> **FRAGMENTO**:
··········

Sin embargo, como la persistencia siempre triunfa, más adelante supe que Humberto Arenal estaba buscando gente. De modo que Gabriela de la Serna y yo volvimos a hacer juntos la prueba, Humberto y los demás me aceptaron y pidieron a Virgilio que fuera a ver la pequeña puesta de Dos viejos pánicos. Ahí lo conocí.
De más está decir que yo estaba atacado. Virgilio llegó, se sentó, pidió café, cruzó las piernas de esa manera peculiar en que él lo hacía, fumó e hicimos la obra. Él quedó sobrecogido por la manera de conceptualizarla físicamente, y nos explicó cómo había sido ya estrenada en catorce lugares, que el primer lugar de estreno había sido Argentina.
OV: Pero él no había presenciado ninguna de las puestas, de manera que esa fue la primera vez que vio una aproximación escénica a la obra.
AS: Definitivamente. Luego fui asistente de dirección de David Camps, que dirigía Jesús. Fue muy divertido ese encuentro con Virgilio, porque David montó durante cuatro meses toda la obra con ejercicios, por ejemplo: Jesús decía jardín, y el asesino hacía la fiera.
Cuando la obra estuvo montada, él invitó a Virgilio, que volvió a sentarse. Ensayábamos en el Liceo, en lo que es ahora la casa de cultura de Calzada y 8. Yo creo que toda esa cosa quedó de los ensayos de Vicente en aquel local. Bueno, Virgilio observó todo aquello y dijo: «A mí me parece fundamental, muy bonito, pero esa no es mi obra, ¿cómo tú vas a meter el texto ahí?» Y Camps dijo: Sí, sí, ahora vamos a empezar con ese proceso del texto. Y Virgilio replicó: Bueno, dentro de diez años tú terminarás de meter el texto, pero yo te aseguro que mi texto no cabe ahí.
Y como esos autores son profetas, resultó que nunca cupo. No llegamos a estrenar la obra, pero disfruté muchísimo haciéndola, más aún en aquellos años de juventud, y sobre todo conocer a Virgilio.

··········

> **TU TAREA**: Pasa al inglés esta oración del fragmento: «Ensayábamos en el Liceo, en lo que es ahora la casa de cultura de Calzada y 8.»

··········

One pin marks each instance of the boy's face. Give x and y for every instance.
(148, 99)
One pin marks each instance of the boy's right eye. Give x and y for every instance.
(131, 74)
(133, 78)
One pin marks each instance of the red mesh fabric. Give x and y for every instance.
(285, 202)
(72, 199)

··········

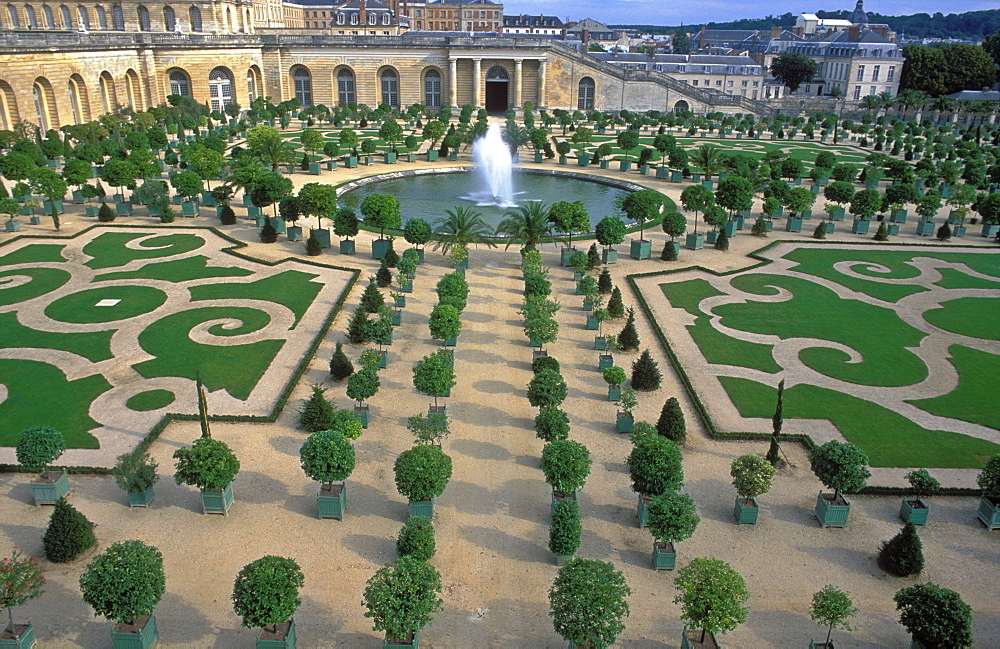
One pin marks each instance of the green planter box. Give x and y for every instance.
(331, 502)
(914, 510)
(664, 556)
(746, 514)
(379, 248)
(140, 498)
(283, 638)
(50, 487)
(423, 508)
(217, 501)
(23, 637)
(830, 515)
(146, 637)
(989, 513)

··········

> **TU RESPUESTA**: We rehearsed at the Liceo, in what is now the cultural center at Calzada and 8.